### [What the exercise asks]
Quote the records beneath, complete and exact. Leave out images.

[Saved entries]
◆ ◆ ◆ ◆ ◆ ◆ ◆
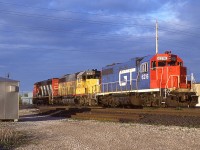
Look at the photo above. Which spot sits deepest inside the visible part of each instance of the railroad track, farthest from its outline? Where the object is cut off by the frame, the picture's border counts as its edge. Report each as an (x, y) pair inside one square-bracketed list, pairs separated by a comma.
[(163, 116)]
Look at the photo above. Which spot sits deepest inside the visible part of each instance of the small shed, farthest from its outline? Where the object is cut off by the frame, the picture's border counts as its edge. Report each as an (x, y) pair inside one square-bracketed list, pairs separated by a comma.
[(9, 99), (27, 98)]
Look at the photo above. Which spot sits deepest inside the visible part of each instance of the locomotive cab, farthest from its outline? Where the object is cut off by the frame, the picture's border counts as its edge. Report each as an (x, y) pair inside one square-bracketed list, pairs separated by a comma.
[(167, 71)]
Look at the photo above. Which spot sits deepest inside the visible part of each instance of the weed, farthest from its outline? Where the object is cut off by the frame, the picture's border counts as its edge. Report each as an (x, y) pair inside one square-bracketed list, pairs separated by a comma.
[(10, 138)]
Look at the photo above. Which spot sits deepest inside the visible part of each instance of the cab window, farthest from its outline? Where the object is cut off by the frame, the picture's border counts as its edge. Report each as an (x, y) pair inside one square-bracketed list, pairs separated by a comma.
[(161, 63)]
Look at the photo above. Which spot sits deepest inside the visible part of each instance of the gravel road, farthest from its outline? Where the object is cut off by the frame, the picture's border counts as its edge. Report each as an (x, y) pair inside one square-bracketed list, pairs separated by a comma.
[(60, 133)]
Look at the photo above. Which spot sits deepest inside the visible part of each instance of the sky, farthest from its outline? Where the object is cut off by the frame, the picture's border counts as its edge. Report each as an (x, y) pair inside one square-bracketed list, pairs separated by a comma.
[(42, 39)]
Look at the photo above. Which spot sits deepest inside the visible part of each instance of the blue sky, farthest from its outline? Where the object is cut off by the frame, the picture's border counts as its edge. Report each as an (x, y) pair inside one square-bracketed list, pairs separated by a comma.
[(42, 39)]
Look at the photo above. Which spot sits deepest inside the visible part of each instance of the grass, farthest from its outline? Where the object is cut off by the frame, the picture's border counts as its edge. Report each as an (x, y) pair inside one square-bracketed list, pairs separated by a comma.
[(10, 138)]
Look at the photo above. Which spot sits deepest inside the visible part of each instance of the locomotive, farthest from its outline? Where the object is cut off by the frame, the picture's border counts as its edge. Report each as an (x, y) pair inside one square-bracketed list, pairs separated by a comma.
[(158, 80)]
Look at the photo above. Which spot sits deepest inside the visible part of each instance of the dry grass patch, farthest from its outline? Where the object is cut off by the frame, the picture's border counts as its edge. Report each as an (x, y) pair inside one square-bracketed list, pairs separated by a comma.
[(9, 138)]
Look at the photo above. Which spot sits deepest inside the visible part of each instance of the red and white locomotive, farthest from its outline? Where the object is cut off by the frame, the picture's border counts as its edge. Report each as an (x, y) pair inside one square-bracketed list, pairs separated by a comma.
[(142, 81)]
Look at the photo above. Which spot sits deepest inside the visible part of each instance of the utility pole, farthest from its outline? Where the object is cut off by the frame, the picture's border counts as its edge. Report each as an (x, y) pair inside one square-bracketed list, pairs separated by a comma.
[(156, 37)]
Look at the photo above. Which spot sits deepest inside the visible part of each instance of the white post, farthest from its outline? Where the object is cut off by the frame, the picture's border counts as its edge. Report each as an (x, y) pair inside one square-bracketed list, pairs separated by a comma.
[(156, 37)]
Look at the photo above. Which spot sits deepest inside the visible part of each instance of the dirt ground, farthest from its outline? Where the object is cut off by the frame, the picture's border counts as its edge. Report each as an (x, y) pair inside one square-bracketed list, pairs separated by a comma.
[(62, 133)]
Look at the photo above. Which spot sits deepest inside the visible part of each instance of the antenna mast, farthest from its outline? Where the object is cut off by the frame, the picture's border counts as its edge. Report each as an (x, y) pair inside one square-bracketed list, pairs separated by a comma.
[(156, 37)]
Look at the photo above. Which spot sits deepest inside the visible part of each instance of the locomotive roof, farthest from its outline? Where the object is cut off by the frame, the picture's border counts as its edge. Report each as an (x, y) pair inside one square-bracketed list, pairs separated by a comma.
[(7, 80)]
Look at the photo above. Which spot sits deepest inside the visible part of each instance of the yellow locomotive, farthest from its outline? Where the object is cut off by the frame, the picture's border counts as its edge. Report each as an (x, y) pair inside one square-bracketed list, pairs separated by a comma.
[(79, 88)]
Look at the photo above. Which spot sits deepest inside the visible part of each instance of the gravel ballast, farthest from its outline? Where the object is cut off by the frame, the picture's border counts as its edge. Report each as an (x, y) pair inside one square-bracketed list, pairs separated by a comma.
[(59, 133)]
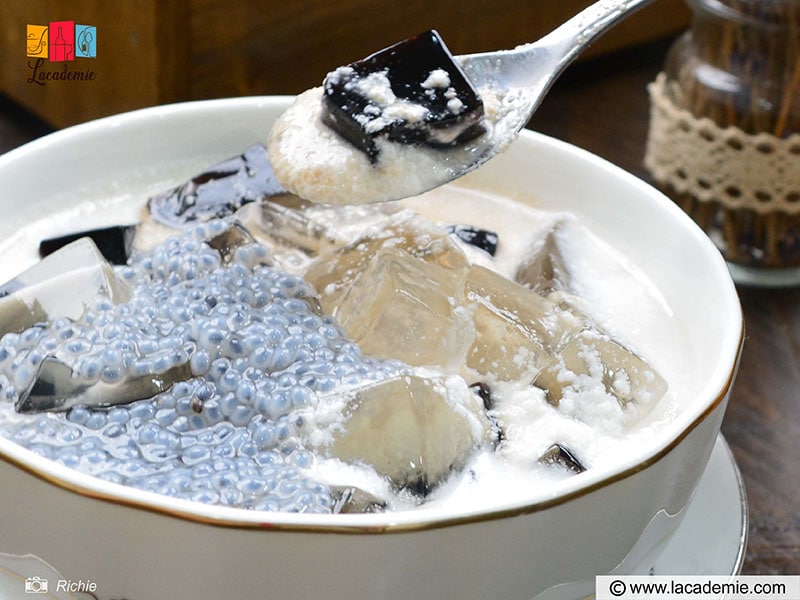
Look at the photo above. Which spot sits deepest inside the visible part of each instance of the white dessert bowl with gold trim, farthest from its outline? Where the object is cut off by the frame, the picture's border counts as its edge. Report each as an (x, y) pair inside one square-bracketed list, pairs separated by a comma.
◆ ◆ ◆ ◆ ◆ ◆ ◆
### [Solution to this exercise]
Look at the photo above. Which spot sits deepest inside the visible part of each instance of the railroad track, farthest from its outline? Where the object is cut off by the frame, the picture's border counts as its edge. Report each as an (x, y) pair inside one square-bracketed list, pairs separated by a comma.
[(163, 116)]
Look at the photo above. Which spot sits deepest inside the visible part of each instance of the small shed, farthest from its outline? Where the object is cut off by the frame, the picture's border counts as its edge. Report each as an (x, y) pair inside one square-bracketed list, pairs separated by a comma.
[(9, 99), (27, 98)]
Look at the photo above. Which spot sits deepest inside the visible part of each instance of the locomotive cab, farthest from its outline? Where the object is cut off by the frame, the picture's border counts as its edge. Report each as an (x, y) pair inside one square-bracketed list, pairs separated by a comma.
[(167, 71)]
Look at the photo above. Which spot sits deepest inside the visible part of each instance of the weed, farthest from its outline? Where the object is cut off by the frame, the picture's border counts as its edge. Report each as an (x, y) pair inside one square-bracketed list, pairs separated by a comma.
[(10, 138)]
Look at the photo above. Which spot sits deepest inside the visible part of each instance of the cab window, farthest from its outline? Where the object is cut off by the frame, the picture's border counts as its edge. Report each as an (x, y) pair inside one square-bracketed list, pairs separated by a comma.
[(161, 63)]
Look at the photo above. Which spot sits deepest inside the visible part of each instance of the gravel road, farthest from its outline? Where the object is cut off by the frame, the picture's border counts as its edge. Report each as an (x, y) pair inside one square-bracketed list, pairs separated by a comma.
[(60, 133)]
Look at the photo above. Which spot sits deepest inside the visible part of each instance of the sky, farthest from its outline? Where the object is cut off by the frame, the picture's border counts as its edge. Report each as an (x, y) pair inside one square-bracketed list, pairs separated by a comma.
[(42, 39)]
Look at the photo above. Which spot sits deepest inside the visible part of each instance of the blue sky, farthest from its outline? Where the object is cut off by the frame, the picture's border counts as its edge. Report each as an (x, y) pair inside one square-bracketed list, pairs separated by a comma.
[(42, 39)]
Look at the photo above. Which spot sits deepest inside the visible part of each instance of the grass, farthest from its outline? Where the object is cut off by the frame, the picture's border counts as its edge. Report each as an (x, y) pair inside one square-bracketed list, pairs separated by a comma.
[(10, 138)]
Look at the photo above. Which spot sits deepest inside the visible part of each instance of the locomotive, farthest from its outline? Where the object is cut off by the frame, the picture's border counts as its edge. Report each as an (x, y) pair inside one square-bracketed list, pairs separated by a comma.
[(158, 80)]
Look at the photo above. Which spot sits deepest inside the visible part of each instance of the dry grass patch, farthest from its outline? Where the object is cut off by the frame, the picture's border counts as its edge. Report each as an (x, y) pair inside one square-bracketed list, pairs separated by a comma.
[(9, 138)]
Look at the photo above. Which spot sits deepest inside the visible part of each instance of the red and white locomotive, farthest from its outline? Where the object is cut off by the frame, the picture's border counts as its edge. Report each as an (x, y) pair inside one square-bracketed list, pairs separated by a comma.
[(142, 81)]
Look at the photo above. Which spot sits deepest inside the visible part of each instance of the utility pole, farthest from its outline? Where the object is cut off by the frame, the picture's border counts as its edge. Report each as an (x, y) pair inside one square-bracketed list, pairs separated by a comma.
[(156, 37)]
Look at the photo above. Which spot sits deepest inside the visible part of each instance of the white post, farthest from its outline? Where the object is cut off by the frame, the picture's border counts as its edge. Report each as an (x, y) pair inside one square-bracketed list, pairs separated by a comma.
[(156, 37)]
Look at the photo above. Which spot sits deepest inside the visible part of each instance of the dirt ground, farthest from its outline? Where the object is cut off by the frame, the picture's border counts as its edge. Report each as an (x, y) pair inside one square-bracketed list, pairs separated by a comma.
[(62, 133)]
Look at the photo above. Which spot sits deepest inside the visible part of each instance of the antenna mast, farthest from its outline? Where the object is cut off by the frame, the picture's border counts as its edge. Report each as an (x, y) pair inside one square-bracketed list, pairs separated by a comma.
[(156, 37)]
Look at the photo above. Which spot sits deepest inside the visible part of each instance of the locomotive roof, farthest from its outline? Where the object is cut off by the frame, the picture's border counts as its edge. Report each as an (x, y) pair inside one square-bracketed list, pairs separated by a comma.
[(7, 80)]
Look at the photo above. Which spot sits deepest inside the visible part of each instance of the yellow locomotive, farthest from its outline? Where the object is cut off by the frame, the picture's border counts as its edge. Report each as an (x, y) pair inside one square-bracketed list, pairs separated by a comma.
[(79, 88)]
Look at the photo above. Which spot sits deepest inside the visible part of each instance of the gravel ballast, farthest from its outline? Where the object is cut off by the frame, the picture's border counts as its edge. Report each as an (x, y) pair inside one square-bracketed list, pairs separated by a comma.
[(59, 133)]
Look at the photo above. Which spot sits deepest inside the visible part of each instance of the white dessert bowl with gold trim, farthest from its outline? Where the object is cut off by the frame, the picture's border counts as its edge. Report each as an (x, y) pair inside one square-bracketed list, pairs separated by a comma.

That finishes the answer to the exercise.